### Extract
On the other hand, if the cover carries pretty pictures of old maps and curlicued typefaces, and the backflap shows the author holding his or her chin in the thoughtful manner of someone doing mental algebra, then you know it is intended to be some sort of overview of a quasi-scientific field, with some history thrown in gratis. That field is rapidly becoming well-trodden by big publishers' boots: first Longitude by Dava Sobel, then Cod, and not long after that, the history of the tulip. Scientific histories are becoming publishing's equivalent of TV docusoaps.
However, as with the docusoaps, the quality is uneven. Personally, I found Longitude confusing, especially in the way that it seemed to leap around in time. Clearly, others disagreed - or did they buy it and leave it unread, as with Stephen Hawking's A Brief History of Time? Having begun happily enough with Air Apparent, I soon realised that I had another Longitude on my hands. The cover design recalls that book: fiddly typefaces, mysterious symbols, maps all over the place.
However, it seems doubtful that Mark Monmonier, who took a sabbatical year from his day job as a distinguished professor of geography at Syracuse University, New York, will see the same success as Dava Sobel. The book begins promisingly enough, with the shipwreck in 1898 of the Portland steamship, which foundered only hours after leaving Boston. The dead captain was criticised for ignoring weather reports which, properly read, would have told him that the balmy weather was about to turn vicious.
However, the tale soon degenerates. The grim detail that the corpses' time of death could be estimated by the watches frozen to their bodies is one of the last interesting ones in the book. It is rapidly replaced with worthy details about meteorologists and telegraphists (who were essential to the useful supply of weather data, being able to transmit it faster than the weather could travel).
Then Monmonier drops us in the deep and frankly rather boring end, to swim among a cast of 19th-century Americans seeking fame or fortune, or both, by guessing at the weather. That, though, does not have the transatlantic appeal that the struggle to measure longitude did - where there were warring personalities, grudge matches and a fortune in prize money at stake, besides a complex technical problem to be overcome.

### Supplied records
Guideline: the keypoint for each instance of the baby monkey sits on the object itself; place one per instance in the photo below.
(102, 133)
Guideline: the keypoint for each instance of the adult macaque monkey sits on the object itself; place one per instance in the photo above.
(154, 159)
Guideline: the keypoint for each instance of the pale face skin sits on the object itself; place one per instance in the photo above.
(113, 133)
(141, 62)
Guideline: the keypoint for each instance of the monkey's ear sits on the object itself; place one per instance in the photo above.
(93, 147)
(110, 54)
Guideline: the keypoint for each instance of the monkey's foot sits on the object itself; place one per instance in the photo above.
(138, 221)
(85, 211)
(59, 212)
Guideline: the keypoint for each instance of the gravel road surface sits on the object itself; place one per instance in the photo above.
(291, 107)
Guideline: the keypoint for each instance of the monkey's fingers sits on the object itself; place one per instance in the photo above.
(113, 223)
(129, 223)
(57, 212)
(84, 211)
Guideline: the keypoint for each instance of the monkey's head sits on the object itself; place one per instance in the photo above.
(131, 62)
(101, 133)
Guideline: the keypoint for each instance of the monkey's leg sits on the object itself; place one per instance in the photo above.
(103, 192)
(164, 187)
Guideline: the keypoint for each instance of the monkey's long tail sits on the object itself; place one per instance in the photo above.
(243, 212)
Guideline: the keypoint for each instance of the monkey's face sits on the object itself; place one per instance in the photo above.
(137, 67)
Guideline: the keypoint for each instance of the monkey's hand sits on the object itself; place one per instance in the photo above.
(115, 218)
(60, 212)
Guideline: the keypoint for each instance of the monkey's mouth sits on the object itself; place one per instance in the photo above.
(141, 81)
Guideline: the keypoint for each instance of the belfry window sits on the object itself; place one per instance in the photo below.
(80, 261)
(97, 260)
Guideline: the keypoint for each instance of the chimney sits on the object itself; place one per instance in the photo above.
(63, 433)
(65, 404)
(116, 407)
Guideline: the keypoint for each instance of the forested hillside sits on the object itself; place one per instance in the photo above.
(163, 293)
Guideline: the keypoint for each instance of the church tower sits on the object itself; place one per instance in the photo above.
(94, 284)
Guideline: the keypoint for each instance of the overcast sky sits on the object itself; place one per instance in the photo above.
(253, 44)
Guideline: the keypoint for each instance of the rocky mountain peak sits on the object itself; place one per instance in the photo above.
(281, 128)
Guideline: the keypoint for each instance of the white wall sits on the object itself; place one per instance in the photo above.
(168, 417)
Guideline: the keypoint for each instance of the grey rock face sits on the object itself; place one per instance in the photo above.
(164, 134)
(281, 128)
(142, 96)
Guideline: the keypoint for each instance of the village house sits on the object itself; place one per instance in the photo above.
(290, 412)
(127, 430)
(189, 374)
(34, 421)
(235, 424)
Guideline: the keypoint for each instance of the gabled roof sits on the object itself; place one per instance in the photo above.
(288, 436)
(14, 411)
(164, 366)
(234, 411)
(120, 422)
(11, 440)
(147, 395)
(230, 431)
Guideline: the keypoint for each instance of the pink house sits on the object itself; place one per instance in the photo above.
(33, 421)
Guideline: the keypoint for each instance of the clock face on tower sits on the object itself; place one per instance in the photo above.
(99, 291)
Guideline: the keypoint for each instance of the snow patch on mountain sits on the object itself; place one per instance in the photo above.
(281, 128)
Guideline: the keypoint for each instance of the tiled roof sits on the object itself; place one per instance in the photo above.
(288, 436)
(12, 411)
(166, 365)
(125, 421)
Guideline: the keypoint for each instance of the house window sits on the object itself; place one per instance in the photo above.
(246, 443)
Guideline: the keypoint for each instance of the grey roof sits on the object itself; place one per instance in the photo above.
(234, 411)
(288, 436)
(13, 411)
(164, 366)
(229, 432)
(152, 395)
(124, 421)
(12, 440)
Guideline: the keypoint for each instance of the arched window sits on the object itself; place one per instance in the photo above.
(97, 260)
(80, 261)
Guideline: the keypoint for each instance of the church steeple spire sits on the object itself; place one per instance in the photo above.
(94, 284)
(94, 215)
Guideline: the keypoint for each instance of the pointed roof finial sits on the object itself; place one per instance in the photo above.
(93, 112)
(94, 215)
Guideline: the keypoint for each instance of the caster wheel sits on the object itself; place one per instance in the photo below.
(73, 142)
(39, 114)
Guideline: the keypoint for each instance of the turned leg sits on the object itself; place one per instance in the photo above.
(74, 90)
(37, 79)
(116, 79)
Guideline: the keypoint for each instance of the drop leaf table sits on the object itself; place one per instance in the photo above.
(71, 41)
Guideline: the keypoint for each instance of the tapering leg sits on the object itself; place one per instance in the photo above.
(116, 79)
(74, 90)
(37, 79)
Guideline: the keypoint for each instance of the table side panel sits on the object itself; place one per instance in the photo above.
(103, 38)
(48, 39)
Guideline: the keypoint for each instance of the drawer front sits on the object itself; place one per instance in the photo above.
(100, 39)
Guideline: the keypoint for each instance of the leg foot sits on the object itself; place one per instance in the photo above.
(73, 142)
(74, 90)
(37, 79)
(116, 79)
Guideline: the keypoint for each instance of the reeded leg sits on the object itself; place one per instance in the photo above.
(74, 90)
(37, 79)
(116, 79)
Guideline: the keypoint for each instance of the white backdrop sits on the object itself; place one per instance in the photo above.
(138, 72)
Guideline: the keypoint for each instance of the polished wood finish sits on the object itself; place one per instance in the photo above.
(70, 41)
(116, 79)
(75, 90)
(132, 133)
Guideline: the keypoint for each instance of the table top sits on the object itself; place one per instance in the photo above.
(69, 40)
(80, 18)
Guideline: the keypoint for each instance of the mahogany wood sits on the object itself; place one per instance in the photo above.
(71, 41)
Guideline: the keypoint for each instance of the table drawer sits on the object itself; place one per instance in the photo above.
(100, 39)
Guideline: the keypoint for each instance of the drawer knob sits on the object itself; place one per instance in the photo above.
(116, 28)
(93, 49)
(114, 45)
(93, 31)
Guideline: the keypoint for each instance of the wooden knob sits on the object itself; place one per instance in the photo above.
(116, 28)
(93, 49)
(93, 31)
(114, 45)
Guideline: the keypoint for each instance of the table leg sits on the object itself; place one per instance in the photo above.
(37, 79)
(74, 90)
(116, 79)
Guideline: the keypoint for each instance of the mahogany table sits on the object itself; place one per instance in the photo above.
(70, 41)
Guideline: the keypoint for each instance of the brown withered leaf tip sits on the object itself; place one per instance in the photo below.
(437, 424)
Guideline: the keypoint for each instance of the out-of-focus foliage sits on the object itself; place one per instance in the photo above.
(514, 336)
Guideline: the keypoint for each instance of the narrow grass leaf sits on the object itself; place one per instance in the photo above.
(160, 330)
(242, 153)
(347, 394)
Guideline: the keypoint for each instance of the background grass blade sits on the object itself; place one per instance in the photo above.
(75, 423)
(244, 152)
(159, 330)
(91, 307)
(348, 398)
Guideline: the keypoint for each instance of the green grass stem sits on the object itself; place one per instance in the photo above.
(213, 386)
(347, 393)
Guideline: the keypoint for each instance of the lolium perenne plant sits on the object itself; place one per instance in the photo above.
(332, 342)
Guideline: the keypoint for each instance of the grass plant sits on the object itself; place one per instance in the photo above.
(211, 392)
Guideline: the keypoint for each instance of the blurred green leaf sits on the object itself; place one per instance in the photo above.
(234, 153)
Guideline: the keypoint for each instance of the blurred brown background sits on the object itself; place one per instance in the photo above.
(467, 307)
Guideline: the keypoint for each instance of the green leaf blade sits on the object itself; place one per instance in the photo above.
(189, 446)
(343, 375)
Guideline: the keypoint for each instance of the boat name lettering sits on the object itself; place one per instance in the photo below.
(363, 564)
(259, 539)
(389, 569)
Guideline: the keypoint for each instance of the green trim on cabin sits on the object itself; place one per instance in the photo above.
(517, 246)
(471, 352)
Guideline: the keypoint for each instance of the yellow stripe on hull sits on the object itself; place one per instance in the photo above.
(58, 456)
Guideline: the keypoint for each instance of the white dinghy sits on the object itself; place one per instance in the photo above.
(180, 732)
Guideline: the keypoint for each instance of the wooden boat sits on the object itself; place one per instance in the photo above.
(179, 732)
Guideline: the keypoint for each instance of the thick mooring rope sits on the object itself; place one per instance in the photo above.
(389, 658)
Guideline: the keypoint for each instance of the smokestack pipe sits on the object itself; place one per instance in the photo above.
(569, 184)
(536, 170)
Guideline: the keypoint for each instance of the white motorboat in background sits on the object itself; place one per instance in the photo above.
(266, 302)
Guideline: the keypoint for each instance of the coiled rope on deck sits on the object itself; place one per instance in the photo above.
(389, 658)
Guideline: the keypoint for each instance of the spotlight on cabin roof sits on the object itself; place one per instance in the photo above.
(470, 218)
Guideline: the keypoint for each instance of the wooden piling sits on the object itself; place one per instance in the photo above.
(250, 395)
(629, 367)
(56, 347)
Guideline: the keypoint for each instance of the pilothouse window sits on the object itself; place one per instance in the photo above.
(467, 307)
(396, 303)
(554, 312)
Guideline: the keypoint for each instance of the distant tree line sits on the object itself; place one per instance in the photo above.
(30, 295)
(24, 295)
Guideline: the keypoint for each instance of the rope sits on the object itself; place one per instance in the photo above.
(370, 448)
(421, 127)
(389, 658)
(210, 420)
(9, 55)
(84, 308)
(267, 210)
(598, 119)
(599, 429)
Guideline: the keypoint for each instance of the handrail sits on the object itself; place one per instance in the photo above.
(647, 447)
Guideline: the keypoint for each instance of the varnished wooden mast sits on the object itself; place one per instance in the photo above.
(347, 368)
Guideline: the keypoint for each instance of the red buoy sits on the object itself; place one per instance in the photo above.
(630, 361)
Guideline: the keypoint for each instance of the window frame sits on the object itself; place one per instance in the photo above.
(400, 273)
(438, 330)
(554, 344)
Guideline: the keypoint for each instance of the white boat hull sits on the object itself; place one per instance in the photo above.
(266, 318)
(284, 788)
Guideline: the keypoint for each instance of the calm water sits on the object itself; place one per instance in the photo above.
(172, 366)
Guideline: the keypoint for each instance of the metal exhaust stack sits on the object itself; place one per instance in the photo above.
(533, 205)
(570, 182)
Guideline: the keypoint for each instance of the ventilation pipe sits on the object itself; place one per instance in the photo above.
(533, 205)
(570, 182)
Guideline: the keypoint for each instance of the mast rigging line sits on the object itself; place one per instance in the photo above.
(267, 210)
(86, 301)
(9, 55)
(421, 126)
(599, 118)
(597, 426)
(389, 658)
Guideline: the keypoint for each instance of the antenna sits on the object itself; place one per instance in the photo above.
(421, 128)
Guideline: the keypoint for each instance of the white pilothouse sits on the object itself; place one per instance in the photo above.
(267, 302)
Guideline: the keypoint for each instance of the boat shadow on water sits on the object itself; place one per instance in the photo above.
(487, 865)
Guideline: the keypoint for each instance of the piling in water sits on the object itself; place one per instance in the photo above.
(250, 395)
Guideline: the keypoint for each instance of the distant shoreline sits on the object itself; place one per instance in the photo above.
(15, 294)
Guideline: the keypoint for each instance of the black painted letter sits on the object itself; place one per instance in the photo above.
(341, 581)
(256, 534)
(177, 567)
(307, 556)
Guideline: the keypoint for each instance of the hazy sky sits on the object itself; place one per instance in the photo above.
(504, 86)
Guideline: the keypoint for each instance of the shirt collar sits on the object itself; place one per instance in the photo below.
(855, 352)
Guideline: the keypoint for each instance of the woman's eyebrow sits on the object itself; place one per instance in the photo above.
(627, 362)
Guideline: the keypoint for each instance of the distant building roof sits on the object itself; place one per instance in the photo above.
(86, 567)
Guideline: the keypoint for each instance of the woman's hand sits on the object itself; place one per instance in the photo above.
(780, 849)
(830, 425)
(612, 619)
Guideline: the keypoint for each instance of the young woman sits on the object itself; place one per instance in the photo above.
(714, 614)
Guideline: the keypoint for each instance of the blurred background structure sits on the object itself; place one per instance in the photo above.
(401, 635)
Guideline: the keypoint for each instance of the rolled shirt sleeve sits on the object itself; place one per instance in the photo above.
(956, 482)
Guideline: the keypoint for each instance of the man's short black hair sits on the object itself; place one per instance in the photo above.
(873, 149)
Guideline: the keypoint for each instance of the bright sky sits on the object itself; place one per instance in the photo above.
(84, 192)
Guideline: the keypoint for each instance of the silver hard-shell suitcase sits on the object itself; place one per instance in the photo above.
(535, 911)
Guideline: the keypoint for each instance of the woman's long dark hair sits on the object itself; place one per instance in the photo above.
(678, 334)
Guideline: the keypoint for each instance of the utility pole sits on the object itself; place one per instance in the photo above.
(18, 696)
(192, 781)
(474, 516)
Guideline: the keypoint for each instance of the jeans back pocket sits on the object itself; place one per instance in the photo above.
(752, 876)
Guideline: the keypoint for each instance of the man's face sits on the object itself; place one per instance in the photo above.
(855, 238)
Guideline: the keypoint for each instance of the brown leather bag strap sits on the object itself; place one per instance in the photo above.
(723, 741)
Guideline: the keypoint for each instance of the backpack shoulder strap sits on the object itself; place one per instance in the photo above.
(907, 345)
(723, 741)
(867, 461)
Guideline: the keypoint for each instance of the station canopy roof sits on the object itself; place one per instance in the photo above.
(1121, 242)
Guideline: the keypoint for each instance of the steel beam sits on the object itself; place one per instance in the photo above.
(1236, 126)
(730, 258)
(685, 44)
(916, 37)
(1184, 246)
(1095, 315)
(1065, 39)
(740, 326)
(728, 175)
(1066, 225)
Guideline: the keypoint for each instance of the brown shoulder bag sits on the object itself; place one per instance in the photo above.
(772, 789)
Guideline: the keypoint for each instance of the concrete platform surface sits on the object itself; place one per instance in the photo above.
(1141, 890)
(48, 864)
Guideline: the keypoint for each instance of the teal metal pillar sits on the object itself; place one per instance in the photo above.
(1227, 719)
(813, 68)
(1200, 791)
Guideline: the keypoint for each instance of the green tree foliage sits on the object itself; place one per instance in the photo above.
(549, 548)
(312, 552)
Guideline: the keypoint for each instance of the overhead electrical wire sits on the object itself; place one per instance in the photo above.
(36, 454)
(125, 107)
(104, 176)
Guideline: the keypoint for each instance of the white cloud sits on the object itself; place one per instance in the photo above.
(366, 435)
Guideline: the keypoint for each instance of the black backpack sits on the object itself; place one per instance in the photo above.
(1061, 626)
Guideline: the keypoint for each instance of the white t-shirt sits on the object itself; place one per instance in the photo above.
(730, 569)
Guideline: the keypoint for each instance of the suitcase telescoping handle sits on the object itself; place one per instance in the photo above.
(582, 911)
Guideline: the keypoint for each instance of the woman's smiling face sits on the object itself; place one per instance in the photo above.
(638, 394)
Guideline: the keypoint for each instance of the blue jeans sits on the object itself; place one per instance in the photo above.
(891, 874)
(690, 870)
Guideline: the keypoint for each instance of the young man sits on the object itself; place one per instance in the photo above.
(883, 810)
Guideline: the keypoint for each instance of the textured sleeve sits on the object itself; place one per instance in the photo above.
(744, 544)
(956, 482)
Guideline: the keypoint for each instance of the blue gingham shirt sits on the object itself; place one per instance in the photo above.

### Activity 1
Quote the review of Air Apparent word for word, starting with "However, the tale" and going on through "weather could travel).".
### Activity 2
Write the next part of the review of Air Apparent, picking up after its final sentence.

### Answer area 1
However, the tale soon degenerates. The grim detail that the corpses' time of death could be estimated by the watches frozen to their bodies is one of the last interesting ones in the book. It is rapidly replaced with worthy details about meteorologists and telegraphists (who were essential to the useful supply of weather data, being able to transmit it faster than the weather could travel).

### Answer area 2
This narrative lacks the compelling individual stories, anecdotal asides and plain intriguing facts that a book of this nature requires. The only one I could extract was the information that, in the northern hemisphere, if the wind is at your back then the depression causing it is to your left. I thought, as a comparison, of Gina Kolata's Clone, which had the benefit of a smaller scientific field, but focused effectively on both human and biological tales. Reading Longitude after Clone made the former's confused narrative painfully obvious, although both have a common thread of describing a race to be first.
There may be an interesting book to be written about weather forecasting, but this is not it. The story only becomes vaguely interesting to the casual reader once we arrive in the modern world, with TV and the Internet. But even a focus on the vanities of weather forecasters, or how a TV station so interest-challenged as the 24-hour Weather Channel can survive (it concentrates its efforts on the couple of minutes after the hour and half-hour, knowing people will have tuned out of the news for a weather update), would not have sufficed.
One thing that weather, and weather forecasting, tends not to have is that crucial race to be first. All you have to do is wait, and the weather will come to you. Everyone talks about the weather - but nobody ever does anything about it.